- Records for the task:

>>>>>

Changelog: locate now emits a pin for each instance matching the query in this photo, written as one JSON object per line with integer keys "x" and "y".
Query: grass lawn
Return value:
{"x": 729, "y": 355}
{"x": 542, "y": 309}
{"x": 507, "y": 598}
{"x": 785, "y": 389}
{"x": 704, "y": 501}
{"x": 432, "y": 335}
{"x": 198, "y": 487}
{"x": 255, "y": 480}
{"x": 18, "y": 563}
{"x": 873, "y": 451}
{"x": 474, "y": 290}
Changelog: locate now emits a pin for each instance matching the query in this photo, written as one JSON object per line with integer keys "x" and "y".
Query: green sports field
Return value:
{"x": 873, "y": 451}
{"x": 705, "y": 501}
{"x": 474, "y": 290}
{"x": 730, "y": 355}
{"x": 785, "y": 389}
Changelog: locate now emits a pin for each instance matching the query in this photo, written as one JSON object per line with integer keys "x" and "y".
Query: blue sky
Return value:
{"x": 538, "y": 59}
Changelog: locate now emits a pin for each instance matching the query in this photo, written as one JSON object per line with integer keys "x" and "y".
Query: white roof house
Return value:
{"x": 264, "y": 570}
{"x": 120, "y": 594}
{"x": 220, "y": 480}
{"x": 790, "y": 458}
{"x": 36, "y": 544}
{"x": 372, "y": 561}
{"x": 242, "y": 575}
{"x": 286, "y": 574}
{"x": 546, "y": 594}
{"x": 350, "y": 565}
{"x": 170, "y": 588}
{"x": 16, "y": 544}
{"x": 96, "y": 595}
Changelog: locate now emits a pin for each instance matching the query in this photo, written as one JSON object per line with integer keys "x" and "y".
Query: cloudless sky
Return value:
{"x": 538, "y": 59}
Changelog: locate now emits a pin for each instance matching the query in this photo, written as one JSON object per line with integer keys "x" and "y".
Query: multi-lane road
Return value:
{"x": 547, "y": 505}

<<<<<
>>>>>

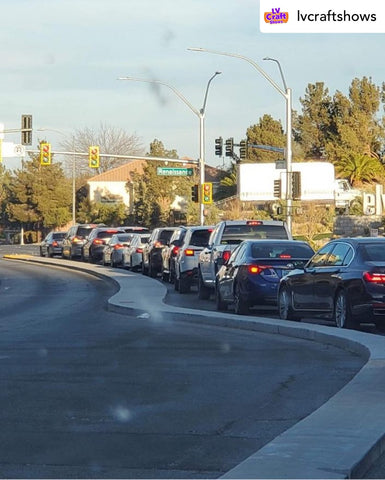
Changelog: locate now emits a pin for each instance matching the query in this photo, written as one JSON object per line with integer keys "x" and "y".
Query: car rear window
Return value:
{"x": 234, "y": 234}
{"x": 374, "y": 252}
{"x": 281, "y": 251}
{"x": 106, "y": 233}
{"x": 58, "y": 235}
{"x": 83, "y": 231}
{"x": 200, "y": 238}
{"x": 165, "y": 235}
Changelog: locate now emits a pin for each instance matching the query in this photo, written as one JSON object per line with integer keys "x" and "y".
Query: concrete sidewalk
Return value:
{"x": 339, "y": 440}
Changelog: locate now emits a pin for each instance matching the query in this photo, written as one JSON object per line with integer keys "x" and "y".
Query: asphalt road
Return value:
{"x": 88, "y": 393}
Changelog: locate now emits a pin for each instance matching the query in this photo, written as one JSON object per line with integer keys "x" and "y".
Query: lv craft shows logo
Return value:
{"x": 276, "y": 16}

<<<<<
>>>>>

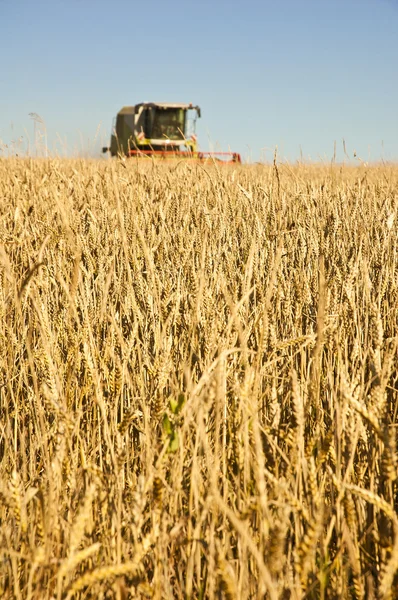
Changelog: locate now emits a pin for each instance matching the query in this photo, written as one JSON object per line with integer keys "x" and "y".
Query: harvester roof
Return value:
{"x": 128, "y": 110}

<<<<<

- Instructions to follow:
Filter the rows above down to the lines that contain the string "road". Case counts.

- Correct response:
Query: multi-lane road
Query: asphalt road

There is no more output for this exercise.